→ Requirement: Please restate each entry below, word for word.

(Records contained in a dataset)
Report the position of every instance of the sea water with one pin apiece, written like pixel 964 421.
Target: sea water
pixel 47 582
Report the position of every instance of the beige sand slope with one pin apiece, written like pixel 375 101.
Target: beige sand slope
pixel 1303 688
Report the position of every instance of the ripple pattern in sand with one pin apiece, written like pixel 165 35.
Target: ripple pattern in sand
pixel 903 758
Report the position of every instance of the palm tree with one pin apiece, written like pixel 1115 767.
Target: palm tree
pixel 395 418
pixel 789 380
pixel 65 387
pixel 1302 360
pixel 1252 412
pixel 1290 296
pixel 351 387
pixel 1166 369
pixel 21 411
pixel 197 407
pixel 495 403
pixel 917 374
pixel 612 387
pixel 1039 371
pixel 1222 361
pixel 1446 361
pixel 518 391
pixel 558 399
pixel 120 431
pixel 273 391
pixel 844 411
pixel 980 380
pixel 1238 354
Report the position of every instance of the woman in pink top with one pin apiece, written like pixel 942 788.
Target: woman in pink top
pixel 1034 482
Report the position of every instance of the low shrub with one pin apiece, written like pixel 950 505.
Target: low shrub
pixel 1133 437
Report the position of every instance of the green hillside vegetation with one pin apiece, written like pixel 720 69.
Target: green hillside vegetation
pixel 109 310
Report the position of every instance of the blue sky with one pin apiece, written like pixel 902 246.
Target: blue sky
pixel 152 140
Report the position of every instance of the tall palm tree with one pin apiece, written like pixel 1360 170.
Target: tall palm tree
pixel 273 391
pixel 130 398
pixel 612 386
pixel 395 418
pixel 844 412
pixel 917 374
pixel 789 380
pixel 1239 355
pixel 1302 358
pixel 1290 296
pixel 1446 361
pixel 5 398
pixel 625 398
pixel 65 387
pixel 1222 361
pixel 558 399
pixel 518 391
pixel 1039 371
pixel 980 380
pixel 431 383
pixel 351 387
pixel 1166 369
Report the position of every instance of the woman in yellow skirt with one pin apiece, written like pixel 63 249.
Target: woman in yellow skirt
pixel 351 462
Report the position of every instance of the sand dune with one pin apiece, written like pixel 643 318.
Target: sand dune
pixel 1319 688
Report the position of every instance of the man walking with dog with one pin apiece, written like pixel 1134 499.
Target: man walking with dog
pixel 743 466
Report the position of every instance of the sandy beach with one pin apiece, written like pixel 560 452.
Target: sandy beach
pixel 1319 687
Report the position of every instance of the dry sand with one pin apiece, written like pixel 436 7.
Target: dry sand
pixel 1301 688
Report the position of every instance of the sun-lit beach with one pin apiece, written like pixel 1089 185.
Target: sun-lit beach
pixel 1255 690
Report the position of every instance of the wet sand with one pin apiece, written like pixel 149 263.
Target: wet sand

→ Solution:
Report the position of every instance of the sea water with one pin apiece, written like pixel 964 421.
Target: sea water
pixel 47 582
Report the position of every instance of the beige sand slope with one pin apiece, written like pixel 375 101.
Target: beige sand slope
pixel 1303 688
Report the position of every instance of the ripple pattern in sand with one pin apiece, written like pixel 165 35.
Target: ripple pattern in sand
pixel 903 758
Report the position of every instance of the palm tree with one pin apiece, written like pixel 1115 767.
Target: palm tree
pixel 395 418
pixel 789 380
pixel 65 387
pixel 1302 360
pixel 1252 412
pixel 1290 296
pixel 351 387
pixel 1166 369
pixel 21 411
pixel 197 407
pixel 495 403
pixel 917 374
pixel 612 387
pixel 1039 371
pixel 1222 361
pixel 1446 361
pixel 518 391
pixel 558 399
pixel 120 431
pixel 273 391
pixel 844 411
pixel 980 380
pixel 1238 354
Report the position of every instance of the woman in pink top with one pin apiece, written like pixel 942 788.
Target: woman in pink top
pixel 1034 482
Report the position of every instance of the low shrub with one pin apiece, written like pixel 950 505.
Target: low shrub
pixel 1133 437
Report the position of every instance of the green hillside vegetation with one pin apiece, written like pixel 720 69.
Target: green hillside vegetation
pixel 109 310
Report the position of every instance of the blue sky with one pin apiece, written like pixel 902 246.
Target: blue sky
pixel 152 140
Report the position of every instance of the tall palm tree with one pin apiece, written like pixel 1360 170.
Target: tall palm tree
pixel 273 391
pixel 130 398
pixel 612 386
pixel 395 418
pixel 844 412
pixel 917 374
pixel 789 380
pixel 1239 355
pixel 1302 358
pixel 1290 296
pixel 1446 361
pixel 5 398
pixel 625 398
pixel 65 387
pixel 1222 361
pixel 558 399
pixel 518 391
pixel 1039 371
pixel 980 380
pixel 431 383
pixel 351 387
pixel 1166 369
Report the position of every instance of the woman in yellow skirt with one pin apiece, written like pixel 63 249.
Target: woman in yellow skirt
pixel 351 462
Report the position of every instance of the sand dune with one pin apiece, written like pixel 643 318.
Target: sand dune
pixel 1319 688
Report the position of every instance of the man walking with dog with one pin apiece, written like pixel 1134 499.
Target: man walking with dog
pixel 743 466
Report the position of every instance of the sandy beach with one pin apiece, written like pixel 560 452.
Target: sandy beach
pixel 1319 687
Report the position of every instance of the dry sand with one pin apiece, written like pixel 436 7.
Target: dry sand
pixel 1301 688
Report the position of every instance of the sun-lit beach with one pin apiece, written like pixel 1089 185.
Target: sun-lit beach
pixel 1255 690
Report the position of every instance of the wet sand with one pin apiece, written like pixel 149 263.
Target: wet sand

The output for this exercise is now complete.